═══ SOURCE EXTRACT ═══

# 33. Search in Rotated Sorted Array

## Design

The keyword search and the time complexity needs to be in $O(logn)$ mean that the binary search approach should be applied.

### Method I

1. Find the minimum within the array nums, which is the position where rotation occurs.
2. Apply the binary search approach and mark the position where the read middle value (mid + rot) % nums.length at during each traversal. ### Method II

https://leetcode.com/problems/search-in-rotated-sorted-array/discuss/14436/Revised-Binary-Search/191339

## Implementation

### Method I

class Solution {
public int search(int[] nums, int target) {
if (nums == null || nums.length == 0) return -1;

int left = 0, right = nums.length - 1;

// Find the minimum
while (left < right) {
int mid = left + (right - left) / 2;
if (nums[mid] > nums[right]) { // elements to the right are always greater in a sorted array, so we narrow down the search range once this happens
left = mid + 1;
} else {
right = mid;
}
}

int rot = left;
left = 0;
right = nums.length - 1;

// Binary Search
while (left <= right) {
int mid = left + (right - left) / 2;
int realmid = (mid + rot) % nums.length;
if (nums[realmid] > target) {
right = mid - 1;
} else if (nums[realmid] < target) {
left = mid + 1;
} else {
return realmid;
}
}

return -1;
}
}

### Method II

class Solution {
public int search(int[] nums, int target) {
if (nums.length == 0 || nums == null) return -1;

int left = 0, right = nums.length - 1;

while (left <= right) {
int mid = left + (right - left) / 2;
if (nums[mid] == target) return mid;

// If the array is sorted on the left part
if (nums[mid] >= nums[left]) {
// Use ">=" to make sure that the target is in the left part, then drop the right part
if (target >= nums[left] && target < nums[mid]) {
right = mid - 1;
} else {
left = mid + 1;
}
} else { // If the array is sorted on the right part
// Use "<=" to make sure that the target is in the right part, then drop the left part
if (target <= nums[right] && target > nums[mid]) {
left = mid + 1;
} else {
right = mid - 1;
}
}
}

return -1;
}
}

## Complexity Analysis

### Method I

Time: $O(logn)$

Space: $O(1)$

### Method II

Time: $O(n)$ ($O(n/2)$)

Space: $O(1)$

═══

_YOUR TASKS_.
• A. In the solution notes on searching a rotated sorted array, restate the paragraph beginning "The keyword search and the time complexity" in one shorter sentence, keeping its main facts.
• B. According to the solution notes on searching a rotated sorted array, what position does the minimum within the array nums mark in Method I?

═══ GIVEN INFORMATION ═══

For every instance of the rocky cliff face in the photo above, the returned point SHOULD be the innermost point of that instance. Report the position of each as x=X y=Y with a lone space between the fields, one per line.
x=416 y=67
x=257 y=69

═══

_EXERCISE RESPONSES_.
• A. Because the problem calls for a search and requires $O(logn)$ time, the binary search approach should be used.

• B. It marks the position where the rotation occurs.